[Point-based annotation data]
---
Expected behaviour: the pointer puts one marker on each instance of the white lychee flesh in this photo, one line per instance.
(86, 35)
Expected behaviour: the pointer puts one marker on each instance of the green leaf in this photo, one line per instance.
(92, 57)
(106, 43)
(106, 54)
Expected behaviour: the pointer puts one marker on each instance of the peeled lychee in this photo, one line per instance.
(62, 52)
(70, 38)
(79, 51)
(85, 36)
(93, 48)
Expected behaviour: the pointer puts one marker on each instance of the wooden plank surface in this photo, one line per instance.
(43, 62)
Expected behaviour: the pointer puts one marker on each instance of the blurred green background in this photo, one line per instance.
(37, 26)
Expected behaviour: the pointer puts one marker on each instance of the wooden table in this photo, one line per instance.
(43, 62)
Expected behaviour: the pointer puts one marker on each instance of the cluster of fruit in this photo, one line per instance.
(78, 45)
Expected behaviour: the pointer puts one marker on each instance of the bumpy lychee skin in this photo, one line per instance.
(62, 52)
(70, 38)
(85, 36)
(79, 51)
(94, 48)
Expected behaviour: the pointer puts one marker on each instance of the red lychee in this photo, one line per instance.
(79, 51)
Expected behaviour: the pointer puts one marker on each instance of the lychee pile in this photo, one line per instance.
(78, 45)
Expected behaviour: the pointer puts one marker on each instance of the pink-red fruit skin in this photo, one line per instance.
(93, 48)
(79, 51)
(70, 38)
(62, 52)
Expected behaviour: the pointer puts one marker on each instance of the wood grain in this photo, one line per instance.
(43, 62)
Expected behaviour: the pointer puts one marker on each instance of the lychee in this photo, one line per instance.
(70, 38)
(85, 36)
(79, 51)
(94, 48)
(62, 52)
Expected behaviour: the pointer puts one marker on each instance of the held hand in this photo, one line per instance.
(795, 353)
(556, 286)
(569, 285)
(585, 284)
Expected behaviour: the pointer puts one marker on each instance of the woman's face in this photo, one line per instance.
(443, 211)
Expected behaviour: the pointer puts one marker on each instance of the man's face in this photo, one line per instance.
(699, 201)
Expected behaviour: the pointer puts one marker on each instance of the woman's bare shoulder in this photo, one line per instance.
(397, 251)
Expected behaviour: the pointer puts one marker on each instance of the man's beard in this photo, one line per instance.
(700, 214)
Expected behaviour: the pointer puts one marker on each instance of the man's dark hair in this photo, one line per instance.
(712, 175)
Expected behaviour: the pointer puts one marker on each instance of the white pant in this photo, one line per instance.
---
Write out the material exactly as given.

Expected behaviour: the pointer puts one marker on each instance of the white lychee flesh in this photo, one line per instance.
(86, 35)
Expected behaviour: the pointer puts one marker on each instance of the green leaf in this photo, one line per instance.
(92, 57)
(106, 43)
(106, 54)
Expected behaviour: the pointer puts one marker on each instance of the peeled lychee in this photo, one line per instance.
(62, 52)
(70, 38)
(79, 51)
(85, 36)
(93, 48)
Expected behaviour: the pointer puts one marker on each instance of the wooden plank surface in this photo, one line per instance.
(43, 62)
Expected behaviour: the pointer puts one marker on each instance of the blurred green background in this photo, one line per instance.
(37, 26)
Expected behaviour: the pointer puts one marker on each instance of the wooden table in this photo, one line per instance.
(43, 62)
Expected behaviour: the pointer puts one marker on each instance of the cluster of fruit in this photo, one line per instance.
(78, 45)
Expected behaviour: the pointer puts one marker on each instance of the bumpy lychee skin in this photo, one line per instance.
(62, 52)
(70, 38)
(85, 36)
(79, 51)
(94, 48)
Expected behaviour: the pointer puts one marker on each instance of the red lychee in this photo, one line per instance.
(79, 51)
Expected behaviour: the pointer puts one marker on each instance of the lychee pile in this photo, one line per instance.
(78, 45)
Expected behaviour: the pointer puts one marker on each instance of the pink-red fruit skin in this photo, one line per instance.
(93, 48)
(79, 51)
(70, 38)
(62, 52)
Expected behaviour: the pointer puts one marker on each instance of the wood grain in this photo, one line per instance.
(43, 62)
Expected behaviour: the pointer puts one marker on each instance of the lychee in this photo, one line per instance.
(70, 38)
(85, 36)
(79, 51)
(94, 48)
(62, 52)
Expected behaviour: the pointer puts one marker on each instance of the held hand in this photo, one line per instance.
(795, 353)
(556, 286)
(569, 285)
(585, 284)
Expected behaviour: the pointer puts one marker on each instance of the woman's face in this photo, one line per instance.
(443, 211)
Expected behaviour: the pointer puts one marker on each instance of the man's face in this photo, one line per instance.
(699, 201)
Expected behaviour: the pointer puts one marker on each instance of the woman's bare shoulder in this photo, one line per instance.
(397, 251)
Expected behaviour: the pointer puts one marker on each instance of the man's beard in this photo, one line per instance.
(700, 214)
Expected behaviour: the pointer puts one marker on each instance of the man's dark hair in this photo, one line per instance.
(712, 175)
Expected behaviour: the pointer puts one marker on each instance of the white pant in this photo, one line per instance.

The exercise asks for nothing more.